* WHAT IS EXPECTED: Write each line exactly as it stands, from the line containing "2L5 1L14 34L54" through the end of the data.

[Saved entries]

---

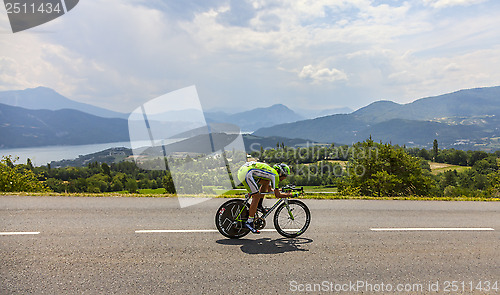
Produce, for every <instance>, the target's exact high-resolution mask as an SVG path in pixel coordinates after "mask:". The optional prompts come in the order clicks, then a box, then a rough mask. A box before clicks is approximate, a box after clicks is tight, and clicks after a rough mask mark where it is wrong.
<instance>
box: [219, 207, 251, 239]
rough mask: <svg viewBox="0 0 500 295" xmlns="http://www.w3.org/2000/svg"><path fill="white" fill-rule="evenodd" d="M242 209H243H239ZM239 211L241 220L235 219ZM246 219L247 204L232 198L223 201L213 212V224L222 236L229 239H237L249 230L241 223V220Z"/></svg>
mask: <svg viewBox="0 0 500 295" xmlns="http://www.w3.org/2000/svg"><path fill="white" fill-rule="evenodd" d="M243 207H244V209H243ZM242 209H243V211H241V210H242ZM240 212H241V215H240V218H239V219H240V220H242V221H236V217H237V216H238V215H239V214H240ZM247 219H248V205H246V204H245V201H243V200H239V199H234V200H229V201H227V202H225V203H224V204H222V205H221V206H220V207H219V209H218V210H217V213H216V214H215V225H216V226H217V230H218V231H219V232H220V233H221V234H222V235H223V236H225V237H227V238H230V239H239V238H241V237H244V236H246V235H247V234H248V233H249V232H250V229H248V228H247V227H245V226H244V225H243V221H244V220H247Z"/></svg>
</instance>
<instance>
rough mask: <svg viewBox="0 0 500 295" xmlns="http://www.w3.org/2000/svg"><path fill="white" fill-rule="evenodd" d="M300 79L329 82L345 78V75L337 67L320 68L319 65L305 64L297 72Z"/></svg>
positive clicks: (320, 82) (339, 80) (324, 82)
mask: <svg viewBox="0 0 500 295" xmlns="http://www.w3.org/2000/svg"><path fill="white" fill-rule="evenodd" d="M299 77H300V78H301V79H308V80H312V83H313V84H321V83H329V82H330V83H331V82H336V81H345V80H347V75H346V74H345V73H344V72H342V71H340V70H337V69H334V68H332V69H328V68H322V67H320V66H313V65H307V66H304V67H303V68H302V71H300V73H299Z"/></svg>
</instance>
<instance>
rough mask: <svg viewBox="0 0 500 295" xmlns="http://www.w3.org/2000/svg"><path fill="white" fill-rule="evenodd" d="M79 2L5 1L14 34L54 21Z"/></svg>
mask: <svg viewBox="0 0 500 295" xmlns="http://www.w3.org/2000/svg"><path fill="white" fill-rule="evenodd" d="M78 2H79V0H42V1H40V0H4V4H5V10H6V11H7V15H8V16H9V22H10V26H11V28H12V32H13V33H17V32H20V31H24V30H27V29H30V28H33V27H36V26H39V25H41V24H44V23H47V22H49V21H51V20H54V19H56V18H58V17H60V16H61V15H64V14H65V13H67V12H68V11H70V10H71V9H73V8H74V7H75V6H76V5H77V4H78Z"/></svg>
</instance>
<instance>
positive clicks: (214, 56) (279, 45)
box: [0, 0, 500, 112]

---

* SOLVED PROBLEM:
rough mask: <svg viewBox="0 0 500 295" xmlns="http://www.w3.org/2000/svg"><path fill="white" fill-rule="evenodd" d="M79 2L5 1L14 34L54 21Z"/></svg>
mask: <svg viewBox="0 0 500 295" xmlns="http://www.w3.org/2000/svg"><path fill="white" fill-rule="evenodd" d="M78 2H79V0H42V1H40V0H4V4H5V10H6V11H7V15H8V16H9V22H10V26H11V28H12V32H13V33H17V32H20V31H24V30H27V29H30V28H33V27H36V26H39V25H41V24H44V23H47V22H49V21H51V20H54V19H56V18H58V17H60V16H61V15H64V14H65V13H67V12H68V11H70V10H71V9H73V8H74V7H75V6H76V5H77V4H78Z"/></svg>
</instance>
<instance>
positive clicks: (214, 56) (279, 45)
box: [0, 0, 500, 112]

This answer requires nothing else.